Pick out each line below that contains the word "cushion" and copy those lines. Match the word with the same capitalization.

[Start MATERIAL FOR THIS EXERCISE]

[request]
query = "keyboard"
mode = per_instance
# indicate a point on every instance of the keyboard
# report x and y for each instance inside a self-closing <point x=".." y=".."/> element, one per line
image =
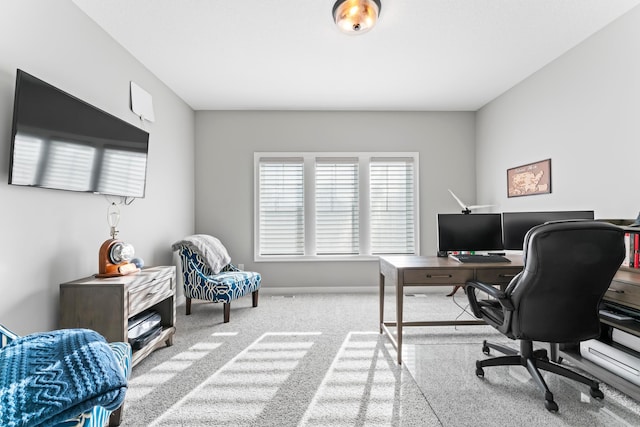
<point x="467" y="258"/>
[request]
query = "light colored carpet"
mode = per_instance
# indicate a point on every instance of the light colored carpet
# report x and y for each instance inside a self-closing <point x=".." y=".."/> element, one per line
<point x="318" y="360"/>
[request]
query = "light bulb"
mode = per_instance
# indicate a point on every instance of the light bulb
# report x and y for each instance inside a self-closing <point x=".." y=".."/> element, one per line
<point x="113" y="218"/>
<point x="356" y="16"/>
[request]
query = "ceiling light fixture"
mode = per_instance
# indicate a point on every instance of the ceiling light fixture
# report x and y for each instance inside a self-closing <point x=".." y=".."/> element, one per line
<point x="356" y="16"/>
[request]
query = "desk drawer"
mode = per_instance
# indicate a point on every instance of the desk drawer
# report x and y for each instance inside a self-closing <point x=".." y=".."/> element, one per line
<point x="141" y="298"/>
<point x="438" y="277"/>
<point x="624" y="293"/>
<point x="497" y="276"/>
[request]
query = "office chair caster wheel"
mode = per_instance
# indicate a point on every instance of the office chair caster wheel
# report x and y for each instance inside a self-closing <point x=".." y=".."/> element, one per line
<point x="551" y="405"/>
<point x="485" y="348"/>
<point x="479" y="370"/>
<point x="596" y="393"/>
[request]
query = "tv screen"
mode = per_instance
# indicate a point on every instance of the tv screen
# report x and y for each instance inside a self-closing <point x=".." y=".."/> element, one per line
<point x="473" y="232"/>
<point x="516" y="224"/>
<point x="61" y="142"/>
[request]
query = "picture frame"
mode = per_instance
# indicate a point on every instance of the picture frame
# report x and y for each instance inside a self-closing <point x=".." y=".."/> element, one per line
<point x="527" y="180"/>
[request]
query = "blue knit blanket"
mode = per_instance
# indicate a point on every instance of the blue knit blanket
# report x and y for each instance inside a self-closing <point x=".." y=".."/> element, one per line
<point x="46" y="378"/>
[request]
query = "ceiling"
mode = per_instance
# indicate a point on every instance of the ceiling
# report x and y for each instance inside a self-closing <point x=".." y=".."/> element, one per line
<point x="424" y="55"/>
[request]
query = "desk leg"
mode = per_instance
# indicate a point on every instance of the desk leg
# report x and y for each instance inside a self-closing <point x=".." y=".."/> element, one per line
<point x="399" y="300"/>
<point x="381" y="300"/>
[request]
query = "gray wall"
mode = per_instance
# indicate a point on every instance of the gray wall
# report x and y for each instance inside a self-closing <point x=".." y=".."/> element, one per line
<point x="583" y="112"/>
<point x="49" y="236"/>
<point x="226" y="141"/>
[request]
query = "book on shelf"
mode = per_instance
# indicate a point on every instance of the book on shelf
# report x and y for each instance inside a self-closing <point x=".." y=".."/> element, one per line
<point x="632" y="248"/>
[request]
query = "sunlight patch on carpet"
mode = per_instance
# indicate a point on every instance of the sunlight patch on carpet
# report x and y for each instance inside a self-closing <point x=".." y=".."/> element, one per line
<point x="359" y="385"/>
<point x="239" y="391"/>
<point x="141" y="386"/>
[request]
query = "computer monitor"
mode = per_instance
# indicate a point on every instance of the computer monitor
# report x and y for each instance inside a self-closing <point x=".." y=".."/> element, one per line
<point x="473" y="232"/>
<point x="516" y="224"/>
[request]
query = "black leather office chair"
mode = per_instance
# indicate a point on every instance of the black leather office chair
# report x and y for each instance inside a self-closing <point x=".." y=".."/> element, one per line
<point x="568" y="267"/>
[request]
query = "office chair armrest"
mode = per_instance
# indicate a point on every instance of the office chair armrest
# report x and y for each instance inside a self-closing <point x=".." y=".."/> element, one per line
<point x="492" y="291"/>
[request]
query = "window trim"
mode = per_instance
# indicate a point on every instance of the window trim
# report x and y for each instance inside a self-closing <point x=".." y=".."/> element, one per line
<point x="309" y="159"/>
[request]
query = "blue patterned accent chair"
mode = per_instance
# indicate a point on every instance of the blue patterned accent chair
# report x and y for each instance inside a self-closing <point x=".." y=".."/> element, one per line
<point x="229" y="284"/>
<point x="45" y="414"/>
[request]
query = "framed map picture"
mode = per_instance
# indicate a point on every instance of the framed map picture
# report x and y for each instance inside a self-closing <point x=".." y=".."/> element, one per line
<point x="526" y="180"/>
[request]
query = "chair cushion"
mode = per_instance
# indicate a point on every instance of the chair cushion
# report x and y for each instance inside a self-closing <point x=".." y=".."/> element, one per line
<point x="225" y="287"/>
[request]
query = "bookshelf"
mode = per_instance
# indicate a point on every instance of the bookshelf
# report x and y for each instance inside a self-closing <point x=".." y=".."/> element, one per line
<point x="625" y="291"/>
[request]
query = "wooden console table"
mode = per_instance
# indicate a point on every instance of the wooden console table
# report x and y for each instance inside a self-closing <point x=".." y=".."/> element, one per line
<point x="404" y="271"/>
<point x="105" y="305"/>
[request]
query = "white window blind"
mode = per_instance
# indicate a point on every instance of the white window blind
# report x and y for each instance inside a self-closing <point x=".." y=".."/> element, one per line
<point x="70" y="166"/>
<point x="337" y="206"/>
<point x="392" y="206"/>
<point x="123" y="172"/>
<point x="281" y="204"/>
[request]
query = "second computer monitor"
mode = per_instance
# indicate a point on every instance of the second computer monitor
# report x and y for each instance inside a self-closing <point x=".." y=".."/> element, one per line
<point x="473" y="232"/>
<point x="516" y="224"/>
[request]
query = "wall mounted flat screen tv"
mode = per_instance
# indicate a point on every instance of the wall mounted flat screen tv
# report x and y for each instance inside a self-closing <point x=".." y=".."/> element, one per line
<point x="473" y="232"/>
<point x="516" y="224"/>
<point x="61" y="142"/>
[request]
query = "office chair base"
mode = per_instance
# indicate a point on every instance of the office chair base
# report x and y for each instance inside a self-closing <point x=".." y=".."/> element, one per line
<point x="534" y="361"/>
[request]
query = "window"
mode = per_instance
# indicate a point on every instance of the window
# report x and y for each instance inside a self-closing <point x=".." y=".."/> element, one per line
<point x="337" y="207"/>
<point x="281" y="207"/>
<point x="392" y="206"/>
<point x="321" y="206"/>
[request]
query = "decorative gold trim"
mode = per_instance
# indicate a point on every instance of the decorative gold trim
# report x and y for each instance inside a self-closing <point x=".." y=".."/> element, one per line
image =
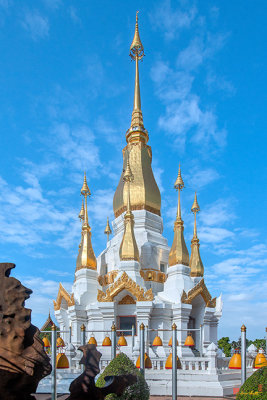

[End MATERIAL FOR THIS EXERCISE]

THE ANSWER:
query = "chair cushion"
# indicate a point on every instance of the chair cushion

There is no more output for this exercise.